## Natural language region descriptions:
▬▬▬▬▬▬

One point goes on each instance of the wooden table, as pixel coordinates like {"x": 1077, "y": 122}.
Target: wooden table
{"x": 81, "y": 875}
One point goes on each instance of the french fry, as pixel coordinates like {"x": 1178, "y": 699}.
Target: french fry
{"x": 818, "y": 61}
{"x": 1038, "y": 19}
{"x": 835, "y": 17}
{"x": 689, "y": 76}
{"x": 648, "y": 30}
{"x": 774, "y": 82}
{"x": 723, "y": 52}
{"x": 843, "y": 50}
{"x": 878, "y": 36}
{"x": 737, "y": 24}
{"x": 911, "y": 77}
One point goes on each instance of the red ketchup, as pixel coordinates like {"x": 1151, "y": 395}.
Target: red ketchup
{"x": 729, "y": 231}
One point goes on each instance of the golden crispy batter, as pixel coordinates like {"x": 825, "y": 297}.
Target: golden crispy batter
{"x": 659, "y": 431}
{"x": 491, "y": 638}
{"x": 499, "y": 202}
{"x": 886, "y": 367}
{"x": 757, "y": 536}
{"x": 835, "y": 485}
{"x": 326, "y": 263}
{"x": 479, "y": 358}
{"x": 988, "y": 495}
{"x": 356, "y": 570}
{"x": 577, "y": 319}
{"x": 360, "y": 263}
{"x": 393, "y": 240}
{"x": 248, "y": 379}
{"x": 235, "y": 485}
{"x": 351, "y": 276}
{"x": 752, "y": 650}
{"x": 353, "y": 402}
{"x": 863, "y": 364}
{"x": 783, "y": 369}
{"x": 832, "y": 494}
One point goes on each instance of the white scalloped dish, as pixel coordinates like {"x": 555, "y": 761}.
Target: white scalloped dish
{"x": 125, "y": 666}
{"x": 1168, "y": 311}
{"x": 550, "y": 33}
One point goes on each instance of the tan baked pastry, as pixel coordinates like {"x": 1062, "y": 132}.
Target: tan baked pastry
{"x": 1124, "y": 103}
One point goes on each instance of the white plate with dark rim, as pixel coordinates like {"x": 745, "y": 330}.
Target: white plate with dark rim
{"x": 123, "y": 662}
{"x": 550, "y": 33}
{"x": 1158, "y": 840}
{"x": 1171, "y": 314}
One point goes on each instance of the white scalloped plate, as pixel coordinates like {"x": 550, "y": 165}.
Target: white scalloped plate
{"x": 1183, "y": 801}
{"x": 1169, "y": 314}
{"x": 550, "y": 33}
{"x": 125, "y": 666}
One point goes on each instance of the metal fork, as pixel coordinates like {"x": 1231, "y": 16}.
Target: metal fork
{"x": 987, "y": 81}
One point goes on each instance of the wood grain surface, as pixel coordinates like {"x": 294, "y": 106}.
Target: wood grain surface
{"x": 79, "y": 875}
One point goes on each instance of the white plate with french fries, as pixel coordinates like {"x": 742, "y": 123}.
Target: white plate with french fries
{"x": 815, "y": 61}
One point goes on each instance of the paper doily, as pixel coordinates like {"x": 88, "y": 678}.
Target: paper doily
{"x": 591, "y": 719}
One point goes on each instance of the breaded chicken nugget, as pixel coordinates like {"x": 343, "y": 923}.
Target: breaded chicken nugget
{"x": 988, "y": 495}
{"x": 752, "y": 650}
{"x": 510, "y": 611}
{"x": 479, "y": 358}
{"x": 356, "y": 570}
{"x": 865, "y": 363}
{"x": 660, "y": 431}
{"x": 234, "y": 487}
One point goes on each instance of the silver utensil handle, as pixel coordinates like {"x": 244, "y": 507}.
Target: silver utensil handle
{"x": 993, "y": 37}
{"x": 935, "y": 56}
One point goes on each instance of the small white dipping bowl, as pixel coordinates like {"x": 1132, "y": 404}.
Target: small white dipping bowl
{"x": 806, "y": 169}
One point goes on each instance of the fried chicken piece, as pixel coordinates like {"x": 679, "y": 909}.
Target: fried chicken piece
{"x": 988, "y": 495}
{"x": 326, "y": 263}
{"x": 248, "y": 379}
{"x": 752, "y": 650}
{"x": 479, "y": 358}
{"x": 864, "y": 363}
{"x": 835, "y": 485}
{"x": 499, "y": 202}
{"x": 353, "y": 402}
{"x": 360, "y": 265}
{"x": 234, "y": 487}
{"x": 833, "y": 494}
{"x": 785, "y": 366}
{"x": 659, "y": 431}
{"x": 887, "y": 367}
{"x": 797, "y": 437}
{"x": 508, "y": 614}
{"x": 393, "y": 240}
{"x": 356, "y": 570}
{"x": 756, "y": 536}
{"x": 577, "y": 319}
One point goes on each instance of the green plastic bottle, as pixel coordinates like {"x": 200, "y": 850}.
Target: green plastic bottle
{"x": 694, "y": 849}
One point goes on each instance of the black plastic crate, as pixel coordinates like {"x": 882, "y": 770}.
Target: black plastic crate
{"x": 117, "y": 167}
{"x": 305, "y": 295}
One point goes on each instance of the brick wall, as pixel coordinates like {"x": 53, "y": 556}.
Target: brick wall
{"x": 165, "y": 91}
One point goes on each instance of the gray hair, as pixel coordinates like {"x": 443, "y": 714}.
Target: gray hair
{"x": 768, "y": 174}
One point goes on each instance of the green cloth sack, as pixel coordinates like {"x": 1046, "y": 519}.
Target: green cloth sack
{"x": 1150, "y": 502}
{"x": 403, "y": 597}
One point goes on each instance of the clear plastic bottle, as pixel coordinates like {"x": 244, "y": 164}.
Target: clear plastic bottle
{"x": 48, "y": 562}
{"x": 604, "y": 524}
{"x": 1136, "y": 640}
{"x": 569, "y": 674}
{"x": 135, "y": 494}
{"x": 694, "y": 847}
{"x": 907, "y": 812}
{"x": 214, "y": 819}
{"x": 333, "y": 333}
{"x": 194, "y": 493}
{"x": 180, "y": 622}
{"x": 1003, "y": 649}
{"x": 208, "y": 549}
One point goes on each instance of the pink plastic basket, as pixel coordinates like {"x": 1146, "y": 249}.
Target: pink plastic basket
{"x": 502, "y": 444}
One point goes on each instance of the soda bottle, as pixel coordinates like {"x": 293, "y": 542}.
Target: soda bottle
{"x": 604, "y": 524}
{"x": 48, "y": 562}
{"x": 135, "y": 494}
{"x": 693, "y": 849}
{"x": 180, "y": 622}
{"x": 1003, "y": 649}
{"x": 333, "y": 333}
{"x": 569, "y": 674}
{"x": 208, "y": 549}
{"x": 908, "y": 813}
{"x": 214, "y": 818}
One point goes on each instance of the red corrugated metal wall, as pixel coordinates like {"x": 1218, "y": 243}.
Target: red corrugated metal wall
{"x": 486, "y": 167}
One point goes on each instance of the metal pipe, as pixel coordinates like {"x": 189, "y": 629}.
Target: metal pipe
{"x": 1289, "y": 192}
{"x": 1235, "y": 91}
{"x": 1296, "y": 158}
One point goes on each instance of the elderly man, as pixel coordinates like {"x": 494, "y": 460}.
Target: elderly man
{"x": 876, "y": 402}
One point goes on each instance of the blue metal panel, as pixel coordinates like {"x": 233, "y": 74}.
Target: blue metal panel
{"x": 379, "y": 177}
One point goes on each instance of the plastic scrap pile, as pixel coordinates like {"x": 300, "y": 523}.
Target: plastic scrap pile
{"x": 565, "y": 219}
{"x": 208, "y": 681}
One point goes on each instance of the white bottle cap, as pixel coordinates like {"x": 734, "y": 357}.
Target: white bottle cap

▬▬▬▬▬▬

Set down the data in full, word for word.

## Solved exercise:
One point goes on each instance of the wooden table, as pixel coordinates like {"x": 1077, "y": 122}.
Target: wooden table
{"x": 81, "y": 875}
One point goes on each instance of the french fry, as pixel coordinates like {"x": 1178, "y": 699}.
Target: french fry
{"x": 818, "y": 61}
{"x": 1038, "y": 19}
{"x": 835, "y": 17}
{"x": 689, "y": 76}
{"x": 648, "y": 30}
{"x": 774, "y": 82}
{"x": 723, "y": 52}
{"x": 843, "y": 50}
{"x": 878, "y": 36}
{"x": 737, "y": 24}
{"x": 911, "y": 77}
One point goes on each instance of the red ketchup, as pixel coordinates like {"x": 1151, "y": 395}.
Target: red ketchup
{"x": 729, "y": 231}
One point goes on each instance of the golden crispy batter, as pixel coordinates like {"x": 825, "y": 297}.
Target: golden crispy batter
{"x": 659, "y": 431}
{"x": 491, "y": 638}
{"x": 499, "y": 202}
{"x": 886, "y": 367}
{"x": 757, "y": 536}
{"x": 835, "y": 485}
{"x": 326, "y": 263}
{"x": 479, "y": 358}
{"x": 988, "y": 495}
{"x": 356, "y": 570}
{"x": 577, "y": 319}
{"x": 360, "y": 263}
{"x": 393, "y": 240}
{"x": 248, "y": 379}
{"x": 235, "y": 485}
{"x": 351, "y": 276}
{"x": 752, "y": 650}
{"x": 353, "y": 402}
{"x": 863, "y": 364}
{"x": 783, "y": 369}
{"x": 832, "y": 494}
One point goes on each instance of the white scalloped dish, as pixel coordinates like {"x": 555, "y": 761}.
Target: white scalloped dish
{"x": 125, "y": 666}
{"x": 1168, "y": 311}
{"x": 550, "y": 33}
One point goes on each instance of the tan baked pastry, as pixel coordinates like {"x": 1062, "y": 132}.
Target: tan baked pastry
{"x": 1124, "y": 103}
One point goes on each instance of the white plate with dark rim, as pixel coordinates like {"x": 745, "y": 330}.
Target: white plate with dark rim
{"x": 123, "y": 662}
{"x": 550, "y": 33}
{"x": 1158, "y": 840}
{"x": 1171, "y": 314}
One point goes on each instance of the white scalloped plate, as pixel coordinates like {"x": 550, "y": 165}.
Target: white scalloped plate
{"x": 1183, "y": 801}
{"x": 1169, "y": 314}
{"x": 550, "y": 33}
{"x": 125, "y": 666}
One point goes on each instance of the metal fork, as pixel coordinates like {"x": 1231, "y": 16}.
Target: metal fork
{"x": 987, "y": 81}
One point goes on each instance of the wood grain surface, as pixel coordinates like {"x": 294, "y": 106}.
Target: wood grain surface
{"x": 79, "y": 875}
One point goes on each instance of the white plate with french fries, as pixel coordinates like {"x": 742, "y": 123}.
Target: white plate with french fries
{"x": 815, "y": 61}
One point goes on each instance of the paper doily, as pixel coordinates like {"x": 88, "y": 678}.
Target: paper doily
{"x": 591, "y": 719}
One point goes on each instance of the breaded chicken nugget, as pixel coordinates like {"x": 343, "y": 923}.
Target: breaded chicken nugget
{"x": 988, "y": 495}
{"x": 752, "y": 650}
{"x": 510, "y": 611}
{"x": 479, "y": 358}
{"x": 356, "y": 570}
{"x": 865, "y": 363}
{"x": 660, "y": 431}
{"x": 234, "y": 487}
One point goes on each instance of the silver utensil handle, as pixel coordinates like {"x": 244, "y": 507}.
Target: silver utensil handle
{"x": 993, "y": 37}
{"x": 935, "y": 56}
One point goes on each instance of the small white dipping bowl, as pixel coordinates like {"x": 1132, "y": 404}.
Target: small white dipping bowl
{"x": 806, "y": 169}
One point goes on each instance of the fried chicken piece, as pixel coordinates like {"x": 679, "y": 909}.
Target: fried chicken piece
{"x": 988, "y": 495}
{"x": 326, "y": 263}
{"x": 248, "y": 379}
{"x": 752, "y": 650}
{"x": 479, "y": 358}
{"x": 864, "y": 363}
{"x": 835, "y": 485}
{"x": 499, "y": 202}
{"x": 353, "y": 402}
{"x": 360, "y": 265}
{"x": 234, "y": 487}
{"x": 833, "y": 494}
{"x": 785, "y": 366}
{"x": 659, "y": 431}
{"x": 887, "y": 367}
{"x": 797, "y": 437}
{"x": 508, "y": 614}
{"x": 393, "y": 240}
{"x": 356, "y": 570}
{"x": 756, "y": 536}
{"x": 577, "y": 319}
One point goes on each instance of the green plastic bottle, as pixel coordinates like {"x": 200, "y": 850}.
Target: green plastic bottle
{"x": 694, "y": 849}
One point goes on each instance of the black plastic crate, as pixel coordinates like {"x": 882, "y": 770}.
Target: black plastic crate
{"x": 117, "y": 167}
{"x": 305, "y": 295}
One point goes on each instance of the brick wall, as pixel coordinates like {"x": 53, "y": 556}.
Target: brick wall
{"x": 165, "y": 91}
One point goes on each instance of the gray hair, as pixel coordinates like {"x": 443, "y": 714}.
Target: gray hair
{"x": 768, "y": 174}
One point goes on each instance of the green cloth sack, as pixel coordinates like {"x": 1046, "y": 519}.
Target: green cloth sack
{"x": 1150, "y": 502}
{"x": 403, "y": 597}
One point goes on each instance of the clear plastic bottle, as pixel coordinates like {"x": 244, "y": 164}.
Target: clear plastic bottle
{"x": 48, "y": 562}
{"x": 604, "y": 524}
{"x": 1136, "y": 640}
{"x": 569, "y": 674}
{"x": 135, "y": 494}
{"x": 694, "y": 847}
{"x": 907, "y": 812}
{"x": 214, "y": 819}
{"x": 333, "y": 333}
{"x": 194, "y": 493}
{"x": 180, "y": 622}
{"x": 1003, "y": 649}
{"x": 208, "y": 549}
One point goes on each instance of the pink plastic basket, as pixel coordinates like {"x": 1146, "y": 249}.
Target: pink plastic basket
{"x": 502, "y": 444}
One point goes on each instance of the soda bottle, as pixel coordinates like {"x": 293, "y": 542}.
Target: soda bottle
{"x": 604, "y": 524}
{"x": 48, "y": 562}
{"x": 135, "y": 494}
{"x": 693, "y": 849}
{"x": 180, "y": 622}
{"x": 1003, "y": 649}
{"x": 333, "y": 333}
{"x": 569, "y": 674}
{"x": 208, "y": 549}
{"x": 908, "y": 813}
{"x": 214, "y": 818}
One point goes on each instance of the red corrugated metal wall, as pixel coordinates like {"x": 1218, "y": 243}.
Target: red corrugated metal wall
{"x": 486, "y": 167}
One point goes on each instance of the metal pipe, as pixel coordinates like {"x": 189, "y": 629}.
Target: metal pipe
{"x": 1289, "y": 192}
{"x": 1235, "y": 91}
{"x": 1296, "y": 158}
One point goes on each instance of the elderly man, as pixel coordinates like {"x": 494, "y": 460}.
Target: elderly man
{"x": 876, "y": 402}
One point goes on each instance of the blue metal panel, as pixel coordinates like {"x": 233, "y": 74}.
Target: blue metal panel
{"x": 379, "y": 177}
One point goes on each instance of the plastic scrap pile, as pixel coordinates like {"x": 300, "y": 523}.
Target: plastic scrap pile
{"x": 565, "y": 219}
{"x": 208, "y": 681}
One point goes on each instance of the white bottle cap, as pixel coordinates like {"x": 734, "y": 357}.
Target: white bottle cap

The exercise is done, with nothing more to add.